Transcribe, word for word, the line containing "on the toddler" and each line following it through the end of the listing below. Omit all other lines.
— BEGIN —
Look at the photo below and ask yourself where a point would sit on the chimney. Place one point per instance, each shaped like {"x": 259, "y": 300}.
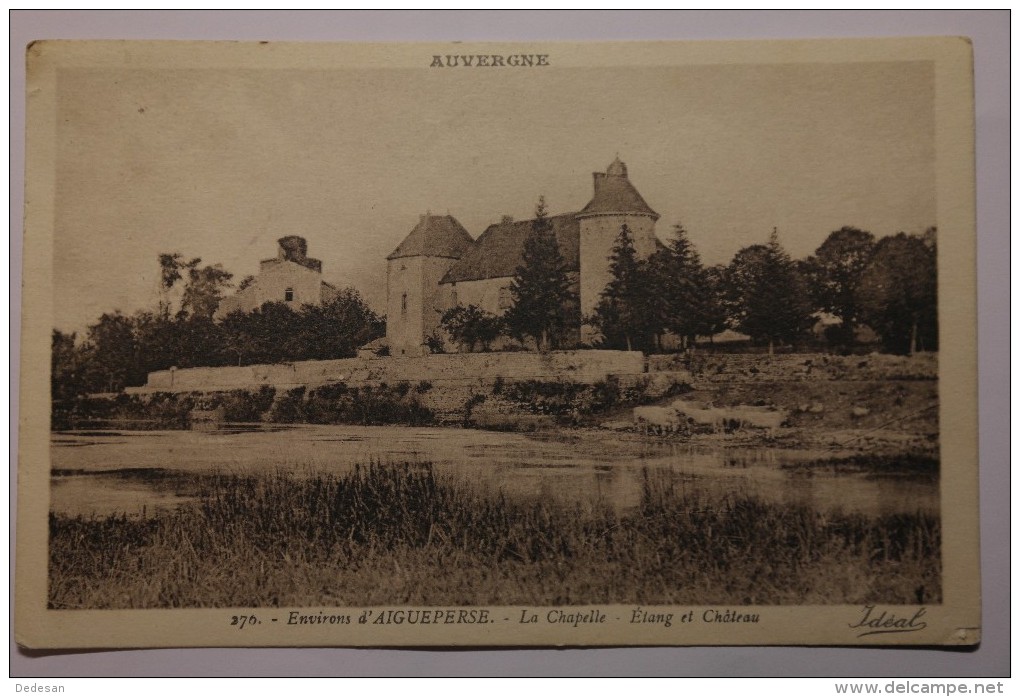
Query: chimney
{"x": 293, "y": 248}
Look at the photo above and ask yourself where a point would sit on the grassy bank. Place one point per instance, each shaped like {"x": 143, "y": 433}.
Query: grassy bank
{"x": 397, "y": 535}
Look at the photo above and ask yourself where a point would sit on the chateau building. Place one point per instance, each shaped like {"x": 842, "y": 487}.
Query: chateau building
{"x": 292, "y": 278}
{"x": 439, "y": 265}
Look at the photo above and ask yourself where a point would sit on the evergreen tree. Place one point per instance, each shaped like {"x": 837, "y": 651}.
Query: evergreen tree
{"x": 625, "y": 314}
{"x": 687, "y": 305}
{"x": 767, "y": 295}
{"x": 834, "y": 274}
{"x": 542, "y": 290}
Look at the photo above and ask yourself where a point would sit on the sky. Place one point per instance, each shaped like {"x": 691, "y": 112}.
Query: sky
{"x": 218, "y": 163}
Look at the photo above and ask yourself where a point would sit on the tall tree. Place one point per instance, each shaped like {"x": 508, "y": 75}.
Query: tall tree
{"x": 112, "y": 354}
{"x": 767, "y": 294}
{"x": 900, "y": 294}
{"x": 337, "y": 329}
{"x": 206, "y": 286}
{"x": 542, "y": 290}
{"x": 685, "y": 295}
{"x": 625, "y": 316}
{"x": 471, "y": 326}
{"x": 834, "y": 274}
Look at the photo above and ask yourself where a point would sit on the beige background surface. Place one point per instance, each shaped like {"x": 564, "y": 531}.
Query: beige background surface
{"x": 437, "y": 661}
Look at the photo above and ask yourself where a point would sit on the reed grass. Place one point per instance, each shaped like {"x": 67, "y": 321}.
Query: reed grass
{"x": 403, "y": 535}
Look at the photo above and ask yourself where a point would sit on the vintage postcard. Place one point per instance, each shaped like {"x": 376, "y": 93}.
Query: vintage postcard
{"x": 499, "y": 345}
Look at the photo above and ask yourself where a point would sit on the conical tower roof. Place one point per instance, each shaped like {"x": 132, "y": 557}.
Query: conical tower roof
{"x": 615, "y": 194}
{"x": 435, "y": 236}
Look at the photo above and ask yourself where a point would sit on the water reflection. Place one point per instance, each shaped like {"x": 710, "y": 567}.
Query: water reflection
{"x": 579, "y": 468}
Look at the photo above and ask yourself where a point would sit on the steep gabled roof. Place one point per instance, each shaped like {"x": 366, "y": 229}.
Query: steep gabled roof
{"x": 498, "y": 252}
{"x": 435, "y": 236}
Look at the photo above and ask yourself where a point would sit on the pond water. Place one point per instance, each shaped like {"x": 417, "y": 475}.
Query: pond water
{"x": 103, "y": 471}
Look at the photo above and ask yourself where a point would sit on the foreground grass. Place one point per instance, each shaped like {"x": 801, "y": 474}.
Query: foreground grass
{"x": 400, "y": 535}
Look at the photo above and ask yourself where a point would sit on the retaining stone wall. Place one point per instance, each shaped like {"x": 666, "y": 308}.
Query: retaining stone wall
{"x": 459, "y": 368}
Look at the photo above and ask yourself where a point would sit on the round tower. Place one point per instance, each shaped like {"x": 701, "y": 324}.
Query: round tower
{"x": 614, "y": 203}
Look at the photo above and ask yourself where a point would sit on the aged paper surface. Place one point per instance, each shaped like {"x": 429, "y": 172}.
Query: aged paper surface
{"x": 199, "y": 469}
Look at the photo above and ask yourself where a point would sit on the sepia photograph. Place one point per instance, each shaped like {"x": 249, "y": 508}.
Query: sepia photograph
{"x": 494, "y": 344}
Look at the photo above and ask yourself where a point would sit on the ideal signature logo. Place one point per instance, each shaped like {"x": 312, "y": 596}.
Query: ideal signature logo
{"x": 886, "y": 621}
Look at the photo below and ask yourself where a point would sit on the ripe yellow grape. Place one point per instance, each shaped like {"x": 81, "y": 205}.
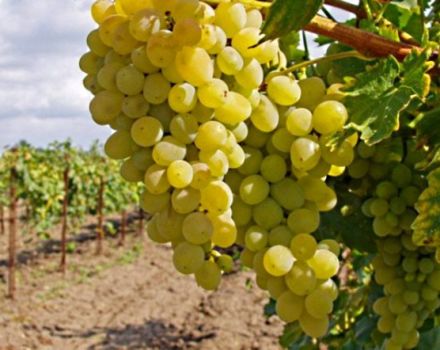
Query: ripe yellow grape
{"x": 119, "y": 145}
{"x": 329, "y": 117}
{"x": 265, "y": 117}
{"x": 213, "y": 94}
{"x": 229, "y": 61}
{"x": 144, "y": 23}
{"x": 324, "y": 263}
{"x": 216, "y": 197}
{"x": 179, "y": 174}
{"x": 251, "y": 75}
{"x": 168, "y": 150}
{"x": 299, "y": 121}
{"x": 188, "y": 258}
{"x": 194, "y": 65}
{"x": 284, "y": 90}
{"x": 278, "y": 260}
{"x": 106, "y": 106}
{"x": 185, "y": 200}
{"x": 182, "y": 98}
{"x": 236, "y": 109}
{"x": 161, "y": 48}
{"x": 156, "y": 88}
{"x": 146, "y": 131}
{"x": 208, "y": 276}
{"x": 135, "y": 106}
{"x": 289, "y": 306}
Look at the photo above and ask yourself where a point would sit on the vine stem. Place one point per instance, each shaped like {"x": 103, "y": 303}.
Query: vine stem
{"x": 334, "y": 57}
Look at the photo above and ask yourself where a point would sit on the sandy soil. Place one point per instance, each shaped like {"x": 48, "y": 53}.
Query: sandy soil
{"x": 129, "y": 298}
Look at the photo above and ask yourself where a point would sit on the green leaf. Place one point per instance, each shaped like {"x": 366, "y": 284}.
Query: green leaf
{"x": 427, "y": 224}
{"x": 378, "y": 96}
{"x": 289, "y": 15}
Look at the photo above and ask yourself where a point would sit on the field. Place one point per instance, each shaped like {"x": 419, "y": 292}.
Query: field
{"x": 131, "y": 297}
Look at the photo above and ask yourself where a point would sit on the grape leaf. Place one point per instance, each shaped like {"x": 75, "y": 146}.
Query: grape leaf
{"x": 427, "y": 224}
{"x": 376, "y": 97}
{"x": 289, "y": 15}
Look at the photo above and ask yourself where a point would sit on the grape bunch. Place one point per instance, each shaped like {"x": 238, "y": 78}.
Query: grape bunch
{"x": 409, "y": 274}
{"x": 231, "y": 150}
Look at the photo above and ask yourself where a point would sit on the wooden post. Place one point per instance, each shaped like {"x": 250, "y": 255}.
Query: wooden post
{"x": 123, "y": 227}
{"x": 2, "y": 220}
{"x": 12, "y": 233}
{"x": 64, "y": 220}
{"x": 141, "y": 222}
{"x": 100, "y": 227}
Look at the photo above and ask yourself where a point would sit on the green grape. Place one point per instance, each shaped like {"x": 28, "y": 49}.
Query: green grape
{"x": 299, "y": 121}
{"x": 278, "y": 260}
{"x": 303, "y": 220}
{"x": 154, "y": 203}
{"x": 146, "y": 131}
{"x": 208, "y": 276}
{"x": 329, "y": 117}
{"x": 229, "y": 61}
{"x": 168, "y": 150}
{"x": 273, "y": 168}
{"x": 179, "y": 174}
{"x": 305, "y": 153}
{"x": 245, "y": 41}
{"x": 301, "y": 279}
{"x": 106, "y": 106}
{"x": 182, "y": 98}
{"x": 211, "y": 136}
{"x": 313, "y": 92}
{"x": 254, "y": 189}
{"x": 185, "y": 200}
{"x": 225, "y": 231}
{"x": 119, "y": 145}
{"x": 163, "y": 113}
{"x": 216, "y": 197}
{"x": 319, "y": 304}
{"x": 324, "y": 263}
{"x": 90, "y": 63}
{"x": 135, "y": 106}
{"x": 268, "y": 214}
{"x": 231, "y": 17}
{"x": 256, "y": 238}
{"x": 236, "y": 109}
{"x": 284, "y": 90}
{"x": 161, "y": 48}
{"x": 282, "y": 140}
{"x": 289, "y": 307}
{"x": 197, "y": 228}
{"x": 188, "y": 258}
{"x": 194, "y": 65}
{"x": 265, "y": 117}
{"x": 156, "y": 180}
{"x": 251, "y": 75}
{"x": 213, "y": 94}
{"x": 141, "y": 61}
{"x": 156, "y": 88}
{"x": 303, "y": 246}
{"x": 96, "y": 45}
{"x": 130, "y": 173}
{"x": 312, "y": 326}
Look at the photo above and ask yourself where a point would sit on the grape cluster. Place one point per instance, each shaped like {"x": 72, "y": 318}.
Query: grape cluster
{"x": 409, "y": 274}
{"x": 228, "y": 154}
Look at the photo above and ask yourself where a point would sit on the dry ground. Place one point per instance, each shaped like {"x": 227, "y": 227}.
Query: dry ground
{"x": 129, "y": 298}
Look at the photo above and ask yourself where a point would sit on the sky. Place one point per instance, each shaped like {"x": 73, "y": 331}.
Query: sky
{"x": 41, "y": 93}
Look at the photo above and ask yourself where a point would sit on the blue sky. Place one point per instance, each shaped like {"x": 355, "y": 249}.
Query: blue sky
{"x": 41, "y": 93}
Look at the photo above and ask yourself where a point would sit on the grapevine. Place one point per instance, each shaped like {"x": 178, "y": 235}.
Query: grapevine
{"x": 237, "y": 148}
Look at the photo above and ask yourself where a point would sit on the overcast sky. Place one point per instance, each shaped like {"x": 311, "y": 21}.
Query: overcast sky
{"x": 41, "y": 93}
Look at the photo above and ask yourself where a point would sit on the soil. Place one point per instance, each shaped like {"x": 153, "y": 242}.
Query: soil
{"x": 130, "y": 297}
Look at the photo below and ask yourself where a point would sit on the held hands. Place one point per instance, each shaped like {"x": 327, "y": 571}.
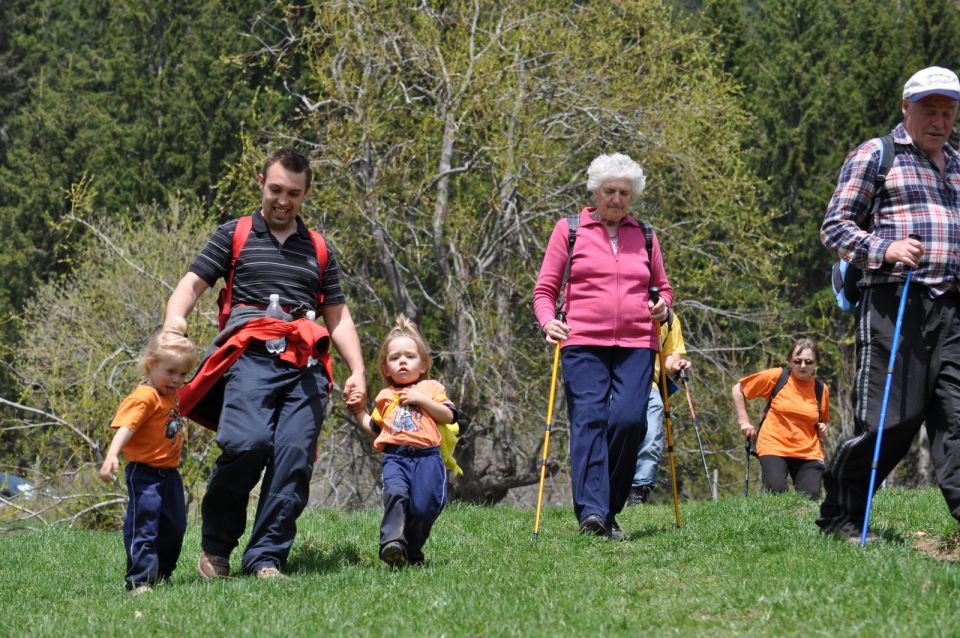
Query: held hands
{"x": 904, "y": 251}
{"x": 555, "y": 330}
{"x": 355, "y": 392}
{"x": 356, "y": 402}
{"x": 675, "y": 364}
{"x": 110, "y": 465}
{"x": 658, "y": 311}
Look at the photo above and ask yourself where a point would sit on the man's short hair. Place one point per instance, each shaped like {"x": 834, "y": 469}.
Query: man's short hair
{"x": 292, "y": 160}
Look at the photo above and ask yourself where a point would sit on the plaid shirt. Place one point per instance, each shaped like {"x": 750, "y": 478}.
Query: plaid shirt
{"x": 915, "y": 199}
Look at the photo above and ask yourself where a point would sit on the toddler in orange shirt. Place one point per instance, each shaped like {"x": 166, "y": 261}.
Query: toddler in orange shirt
{"x": 149, "y": 432}
{"x": 405, "y": 423}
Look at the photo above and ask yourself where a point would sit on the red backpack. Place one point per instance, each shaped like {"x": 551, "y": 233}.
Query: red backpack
{"x": 240, "y": 234}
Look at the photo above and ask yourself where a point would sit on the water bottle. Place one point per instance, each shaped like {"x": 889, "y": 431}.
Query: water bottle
{"x": 311, "y": 317}
{"x": 274, "y": 311}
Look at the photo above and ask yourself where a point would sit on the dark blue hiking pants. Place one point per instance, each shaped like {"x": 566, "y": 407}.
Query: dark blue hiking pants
{"x": 271, "y": 418}
{"x": 154, "y": 525}
{"x": 414, "y": 493}
{"x": 607, "y": 390}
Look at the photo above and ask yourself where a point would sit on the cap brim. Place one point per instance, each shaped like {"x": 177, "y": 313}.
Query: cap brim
— END —
Solution to this problem >>
Look at the photo above and ask yourself where a point would sit on the toddler in orange shirt. Place one point per instance, each shaped like {"x": 166, "y": 261}.
Query: toddler in orange shirt
{"x": 149, "y": 432}
{"x": 405, "y": 423}
Look at the photo above and ask yourself where a point would sit on the red backpack. Place one point per instance, each shaped like {"x": 551, "y": 233}.
Query: red backpack
{"x": 240, "y": 234}
Look at the photo above and ask yourself where a point would sit on the water bottle. Place one point per instance, each shaped like {"x": 889, "y": 431}.
Query: water bottle
{"x": 311, "y": 317}
{"x": 274, "y": 311}
Look at the photo above and ask yourself where a point would sit on the dark blue hiking pants. Place one point per instance, each shaped like {"x": 566, "y": 407}.
Query: dark blue hiking pants
{"x": 271, "y": 418}
{"x": 154, "y": 525}
{"x": 414, "y": 493}
{"x": 607, "y": 390}
Look at the photo above and ask yourself where a point would sit on the cap brim. Place one point per instance, each shaped like {"x": 177, "y": 313}.
Query: cap brim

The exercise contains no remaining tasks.